**What is expected:** All that is wanted is an exact copy of the line containing "Can you find the flower stem?" and the lines after it, through the end of the records.

**Entries shown:**
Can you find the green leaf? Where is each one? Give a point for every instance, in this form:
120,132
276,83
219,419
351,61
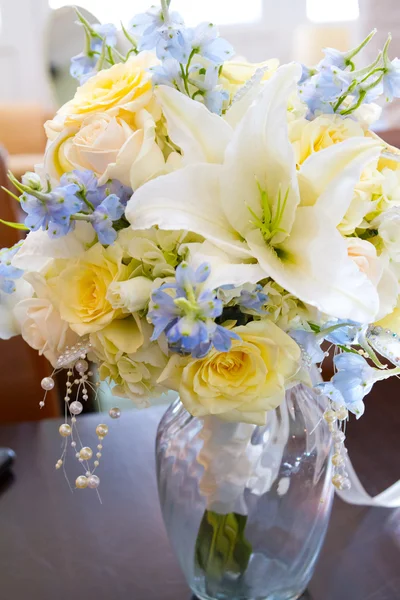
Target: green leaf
19,226
222,549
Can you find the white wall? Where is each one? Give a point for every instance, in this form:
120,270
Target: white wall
23,37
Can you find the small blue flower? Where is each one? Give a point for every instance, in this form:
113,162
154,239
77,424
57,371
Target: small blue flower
206,42
347,334
168,73
89,186
323,89
8,273
354,380
310,344
83,66
253,300
52,211
169,39
391,80
187,316
106,213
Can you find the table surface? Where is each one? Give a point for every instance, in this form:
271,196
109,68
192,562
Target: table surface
58,544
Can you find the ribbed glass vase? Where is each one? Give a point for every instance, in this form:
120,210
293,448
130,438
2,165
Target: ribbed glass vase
247,508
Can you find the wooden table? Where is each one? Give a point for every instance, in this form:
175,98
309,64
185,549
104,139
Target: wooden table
64,546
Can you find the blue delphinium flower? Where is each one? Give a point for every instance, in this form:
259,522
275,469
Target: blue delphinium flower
354,380
94,193
310,343
168,38
168,73
253,300
343,335
323,89
102,219
391,80
206,42
8,273
187,314
53,210
83,66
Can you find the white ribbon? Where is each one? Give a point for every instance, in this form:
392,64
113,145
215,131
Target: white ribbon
357,494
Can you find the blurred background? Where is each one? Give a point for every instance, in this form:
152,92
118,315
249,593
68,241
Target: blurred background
37,40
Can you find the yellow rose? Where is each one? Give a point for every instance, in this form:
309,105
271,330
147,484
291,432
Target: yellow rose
236,73
124,87
242,384
110,147
130,360
308,137
79,288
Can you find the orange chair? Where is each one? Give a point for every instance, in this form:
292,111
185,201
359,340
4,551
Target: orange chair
22,135
21,368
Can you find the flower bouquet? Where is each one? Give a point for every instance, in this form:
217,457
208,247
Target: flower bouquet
203,225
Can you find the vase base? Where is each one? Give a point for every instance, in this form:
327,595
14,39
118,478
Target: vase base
273,596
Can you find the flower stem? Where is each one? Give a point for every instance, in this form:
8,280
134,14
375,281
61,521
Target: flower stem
165,10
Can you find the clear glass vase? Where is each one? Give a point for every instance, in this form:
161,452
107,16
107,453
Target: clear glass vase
247,508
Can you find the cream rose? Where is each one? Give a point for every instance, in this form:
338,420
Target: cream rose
242,384
110,147
308,137
378,271
125,87
364,254
43,329
79,288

**Answer area:**
Can you find the flower stem? Where is each one? Give a point for every instance, in this form:
8,280
134,14
375,281
61,521
Target: flower stem
165,10
Can you find the clear glass vase? Where is each one? Give a point for every instance, in this form:
161,452
107,16
107,453
Target: clear glass vase
247,508
Can you find the cream rose? Where is each one? Give a point for every instance, in this form:
338,420
Target: cream rose
242,384
110,147
308,137
378,271
125,87
364,254
43,329
79,288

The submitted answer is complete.